PROBLEM STATEMENT:
Copy the entries below exactly. Images do not belong in the copy.

Items from a dataset:

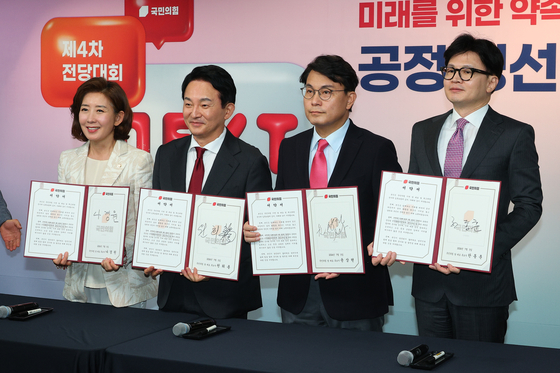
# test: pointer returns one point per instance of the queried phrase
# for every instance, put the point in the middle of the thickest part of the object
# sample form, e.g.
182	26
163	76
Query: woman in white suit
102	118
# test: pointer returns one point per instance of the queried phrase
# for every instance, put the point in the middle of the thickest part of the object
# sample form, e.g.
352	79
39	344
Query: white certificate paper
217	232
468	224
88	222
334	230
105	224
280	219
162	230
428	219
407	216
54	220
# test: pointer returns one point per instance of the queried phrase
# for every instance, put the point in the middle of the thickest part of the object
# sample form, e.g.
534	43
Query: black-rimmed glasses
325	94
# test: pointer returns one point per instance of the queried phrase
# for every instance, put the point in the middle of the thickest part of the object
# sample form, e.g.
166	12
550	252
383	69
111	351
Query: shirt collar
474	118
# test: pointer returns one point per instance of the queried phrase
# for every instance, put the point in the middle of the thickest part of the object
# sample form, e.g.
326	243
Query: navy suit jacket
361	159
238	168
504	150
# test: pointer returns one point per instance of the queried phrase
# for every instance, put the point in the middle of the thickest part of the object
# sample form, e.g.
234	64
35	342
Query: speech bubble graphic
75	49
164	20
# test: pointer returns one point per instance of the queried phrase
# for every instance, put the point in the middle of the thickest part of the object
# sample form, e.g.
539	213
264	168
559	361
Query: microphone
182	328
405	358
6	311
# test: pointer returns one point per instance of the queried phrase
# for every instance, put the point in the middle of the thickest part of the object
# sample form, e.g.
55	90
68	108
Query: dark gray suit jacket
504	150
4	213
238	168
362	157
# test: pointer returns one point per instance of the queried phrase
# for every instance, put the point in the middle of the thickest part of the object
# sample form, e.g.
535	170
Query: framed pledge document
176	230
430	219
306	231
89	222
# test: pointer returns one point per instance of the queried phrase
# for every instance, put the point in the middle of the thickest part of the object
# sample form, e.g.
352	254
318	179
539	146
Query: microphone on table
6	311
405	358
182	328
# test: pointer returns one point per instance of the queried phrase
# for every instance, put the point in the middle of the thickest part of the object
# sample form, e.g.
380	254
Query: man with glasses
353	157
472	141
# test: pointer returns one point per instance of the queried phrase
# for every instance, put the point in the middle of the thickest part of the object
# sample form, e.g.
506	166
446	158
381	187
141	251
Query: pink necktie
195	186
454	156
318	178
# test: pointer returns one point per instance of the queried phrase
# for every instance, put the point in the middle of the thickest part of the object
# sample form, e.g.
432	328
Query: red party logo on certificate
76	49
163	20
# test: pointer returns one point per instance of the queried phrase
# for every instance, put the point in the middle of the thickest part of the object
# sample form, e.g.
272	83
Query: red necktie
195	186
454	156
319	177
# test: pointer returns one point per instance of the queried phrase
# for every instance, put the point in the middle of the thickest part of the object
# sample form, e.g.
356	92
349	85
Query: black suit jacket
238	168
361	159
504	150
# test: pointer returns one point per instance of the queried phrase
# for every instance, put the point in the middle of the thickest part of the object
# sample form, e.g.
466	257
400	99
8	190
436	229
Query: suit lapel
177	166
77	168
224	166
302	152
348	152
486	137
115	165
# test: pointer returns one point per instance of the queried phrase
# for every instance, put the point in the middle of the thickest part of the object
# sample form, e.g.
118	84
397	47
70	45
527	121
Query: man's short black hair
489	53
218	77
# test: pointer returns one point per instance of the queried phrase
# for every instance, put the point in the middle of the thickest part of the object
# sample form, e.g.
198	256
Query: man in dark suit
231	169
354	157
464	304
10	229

SOLUTION:
# test: pointer returns one point per instance of the queried phrase
# for every instance, put the point in the middle of the thickest part of the object
# sample form, e.g.
182	26
163	76
Query: woman in white suit
102	118
# test: pointer returns one point per instance of the queried phrase
# for every instance, put the point in the middle of the thickest part of the object
# sample form, e.g.
352	79
39	344
Query: white certificate paper
217	232
468	224
88	222
334	230
105	224
280	219
162	230
428	219
407	216
54	220
# test: pointer returns one point per instance of the queried phrase
# for every instance, put the point in the middle of the thickest part of the object
# sample form, e.g.
534	43
Query: black-rimmed glasses
325	94
# test: pointer returns one point per instance of the queried phrase
# for every instance, put the point in the middle of the thickest part of the object
# sample form, e.g.
166	12
550	252
383	69
111	351
Query: shirt collar
474	118
# test: pointer returns one point per instance of the queried phrase
# for every instance, put the point in the middle of the thickest part of the object
# sample form, e.g.
326	243
Query: navy suit jacket
361	159
238	168
504	150
# test: pointer returns one point per instance of the queried phrase
# for every instance, put the point in the middle of the thickest part of the object
# sample form, e.g.
234	64
35	342
Query: speech bubble graphic
75	49
164	20
# test: pointer returns one point per instance of the queried phrase
# for every instance, put the point in the middle of the thickest part of the object
# sample form, e.g.
539	213
264	168
559	361
Query: microphone
182	328
405	358
6	311
# test: pointer returns one point per instance of the queried phrase
# for every instance, put the point in the middle of the thickest part of the object
# sample form, e.g.
55	90
68	108
Query: dark gray suit jacket
504	150
4	213
238	168
362	157
# test: pointer returns one point per instance of the queried phrase
# for every instance, put the point in the middle of the thickest part of the object
# sample form, e.g.
535	170
Query: framed pledge document
176	230
430	219
306	231
89	222
# test: pointer returns one point per instance of the queried phrase
# for every instance, put the point in the middle of the thickest part of the object
# sample form, e.g.
352	254
318	179
539	146
Query: microphone on table
6	311
405	358
182	328
# test: pointer returns one point per instance of the queried phrase
# for every instance, put the point in the middle of the thickest part of the object
# sample form, e.g.
380	254
Query: man with glasses
353	157
472	141
# test: pointer returns one point per instance of the queried phrase
# for every instance, put the point in the middle of the thickest part of the object
# sample form, e.g.
506	166
446	158
381	187
141	251
Query: pink necktie
195	186
454	156
318	178
# test: pointer returns one point per instance of the queried phrase
# for every instance, put the point in the middle of the thickest part of the object
# sample form, e.g.
432	328
Query: red party logo on certificate
76	49
163	20
# test: pointer returns one point per instance of the queried phrase
# for every instance, put the point in the middle of the thickest part of the object
# sample form, e.g.
272	83
Query: red necktie
195	186
454	156
319	177
# test: pointer returns one point per instance of the queried phrase
# for every instance, put the point in the middle of the thickest part of the object
# sample form, e.g.
356	92
349	85
Query: black suit jacket
238	168
361	159
504	150
# test: pointer returns one point per instance of the queried phrase
# for every instance, put the point in the middle of the thickest part of the object
# sample form, e.g.
466	257
400	99
8	190
436	229
Query: suit lapel
177	166
77	168
224	166
302	152
348	152
486	137
115	165
# test: pointer returns one point per instance of the queried phrase
# for every instance, put the point in the middle of the thickest part of the object
# sample form, e.g.
118	84
397	47
70	45
527	121
Query: man's short black hair
489	53
218	77
# test: pointer returns one point per instance of the queried phrase
# for every instance, put the point in the middle of the thickest part of the object
# sample form, e.g.
198	256
Query: man in dark suit
231	169
354	157
464	304
10	229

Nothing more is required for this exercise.